• **Given task**: Rewrite all the entries below as a Markdown table with the columns Row and Line. Put one line in each row, numbered in order, and leave out blank lines.

──────── Data supplied

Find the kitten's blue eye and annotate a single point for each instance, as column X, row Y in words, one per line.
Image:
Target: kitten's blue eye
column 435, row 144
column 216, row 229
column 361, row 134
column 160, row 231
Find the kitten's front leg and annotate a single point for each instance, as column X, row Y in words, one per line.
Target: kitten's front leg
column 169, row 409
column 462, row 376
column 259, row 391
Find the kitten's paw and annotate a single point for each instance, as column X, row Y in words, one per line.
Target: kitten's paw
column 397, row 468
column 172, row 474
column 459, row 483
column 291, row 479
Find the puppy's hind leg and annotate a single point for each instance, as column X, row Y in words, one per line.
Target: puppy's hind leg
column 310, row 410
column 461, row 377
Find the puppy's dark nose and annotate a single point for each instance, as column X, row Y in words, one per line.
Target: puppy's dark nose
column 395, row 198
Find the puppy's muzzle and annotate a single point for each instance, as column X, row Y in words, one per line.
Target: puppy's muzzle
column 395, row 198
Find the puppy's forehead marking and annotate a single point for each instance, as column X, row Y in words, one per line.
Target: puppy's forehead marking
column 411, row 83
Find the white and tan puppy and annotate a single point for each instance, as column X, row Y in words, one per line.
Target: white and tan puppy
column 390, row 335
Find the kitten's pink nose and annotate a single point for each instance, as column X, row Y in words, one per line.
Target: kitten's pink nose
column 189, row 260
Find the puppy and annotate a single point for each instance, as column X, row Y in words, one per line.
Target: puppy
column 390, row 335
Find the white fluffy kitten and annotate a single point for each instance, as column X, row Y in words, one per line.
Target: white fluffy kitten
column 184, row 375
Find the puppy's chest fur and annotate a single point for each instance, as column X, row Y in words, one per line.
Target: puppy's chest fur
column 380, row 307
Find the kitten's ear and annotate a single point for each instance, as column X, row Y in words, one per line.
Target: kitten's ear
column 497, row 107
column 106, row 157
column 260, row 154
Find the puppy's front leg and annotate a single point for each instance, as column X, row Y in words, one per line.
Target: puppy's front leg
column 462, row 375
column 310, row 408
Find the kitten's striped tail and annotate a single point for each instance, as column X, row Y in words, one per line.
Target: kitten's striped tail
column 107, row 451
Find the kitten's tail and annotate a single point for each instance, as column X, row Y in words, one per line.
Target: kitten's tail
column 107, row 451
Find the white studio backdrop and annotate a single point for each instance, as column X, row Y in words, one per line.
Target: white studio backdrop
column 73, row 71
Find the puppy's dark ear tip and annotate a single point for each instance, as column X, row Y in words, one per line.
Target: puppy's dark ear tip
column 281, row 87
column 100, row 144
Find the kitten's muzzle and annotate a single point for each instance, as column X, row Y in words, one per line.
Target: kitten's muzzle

────────────────

• **Written response**:
| Row | Line |
|---|---|
| 1 | Find the kitten's blue eye and annotate a single point for each instance, as column X, row Y in words, one per line. |
| 2 | Image: |
| 3 | Target: kitten's blue eye |
| 4 | column 435, row 144 |
| 5 | column 216, row 229 |
| 6 | column 361, row 134 |
| 7 | column 160, row 231 |
| 8 | Find the kitten's front leg and annotate a single point for each instance, as column X, row Y in words, one per line. |
| 9 | Target: kitten's front leg |
| 10 | column 169, row 409 |
| 11 | column 462, row 376 |
| 12 | column 259, row 391 |
| 13 | Find the kitten's paw and annotate a single point for each instance, as column X, row Y in words, one per line. |
| 14 | Target: kitten's paw |
| 15 | column 397, row 468 |
| 16 | column 172, row 474 |
| 17 | column 459, row 483 |
| 18 | column 291, row 479 |
| 19 | Find the puppy's hind leg and annotate a single point for each instance, as column X, row Y in words, one per line. |
| 20 | Target: puppy's hind leg |
| 21 | column 310, row 410 |
| 22 | column 461, row 377 |
| 23 | Find the puppy's dark nose and annotate a single point for each instance, as column X, row Y in words, one per line. |
| 24 | Target: puppy's dark nose |
| 25 | column 395, row 198 |
| 26 | Find the puppy's muzzle and annotate a single point for each instance, as column X, row Y in words, one per line. |
| 27 | Target: puppy's muzzle |
| 28 | column 395, row 198 |
| 29 | Find the puppy's forehead marking and annotate a single point for each instance, as column X, row Y in words, one per line. |
| 30 | Target: puppy's forehead marking |
| 31 | column 411, row 83 |
| 32 | Find the white and tan puppy and annotate a single point for each instance, as column X, row Y in words, one per line. |
| 33 | Target: white and tan puppy |
| 34 | column 390, row 335 |
| 35 | Find the kitten's pink nose and annotate a single point for each instance, as column X, row Y in words, one per line. |
| 36 | Target: kitten's pink nose |
| 37 | column 189, row 260 |
| 38 | Find the puppy and annotate a single point for each instance, as column X, row Y in words, one per line. |
| 39 | Target: puppy |
| 40 | column 390, row 335 |
| 41 | Find the white fluffy kitten and annotate a single point for each instance, as column X, row Y in words, one per line. |
| 42 | Target: white fluffy kitten |
| 43 | column 184, row 375 |
| 44 | Find the puppy's chest fur and annotate a single point for each instance, as column X, row Y in words, one per line. |
| 45 | Target: puppy's chest fur |
| 46 | column 380, row 307 |
| 47 | Find the kitten's ear and annotate a single point for each instance, as column X, row Y in words, one per line. |
| 48 | Target: kitten's ear |
| 49 | column 497, row 107 |
| 50 | column 106, row 157 |
| 51 | column 260, row 154 |
| 52 | Find the puppy's front leg and annotate a single point for each instance, as column X, row Y in words, one per line. |
| 53 | Target: puppy's front leg |
| 54 | column 462, row 375 |
| 55 | column 310, row 408 |
| 56 | Find the kitten's striped tail and annotate a single point for each instance, as column X, row Y in words, one per line. |
| 57 | Target: kitten's striped tail |
| 58 | column 107, row 451 |
| 59 | Find the kitten's tail and annotate a single point for each instance, as column X, row Y in words, one per line. |
| 60 | Target: kitten's tail |
| 61 | column 107, row 451 |
| 62 | Find the white studio backdrop and annotate a single point for each instance, as column X, row Y in words, one per line. |
| 63 | Target: white studio backdrop |
| 64 | column 73, row 71 |
| 65 | Find the puppy's dark ear tip and annotate a single point for each instance, as column X, row Y in words, one per line. |
| 66 | Target: puppy's dark ear tip |
| 67 | column 281, row 87 |
| 68 | column 100, row 144 |
| 69 | Find the kitten's muzzle and annotate a single point for each instance, as column X, row Y in words, one per line. |
| 70 | Target: kitten's muzzle |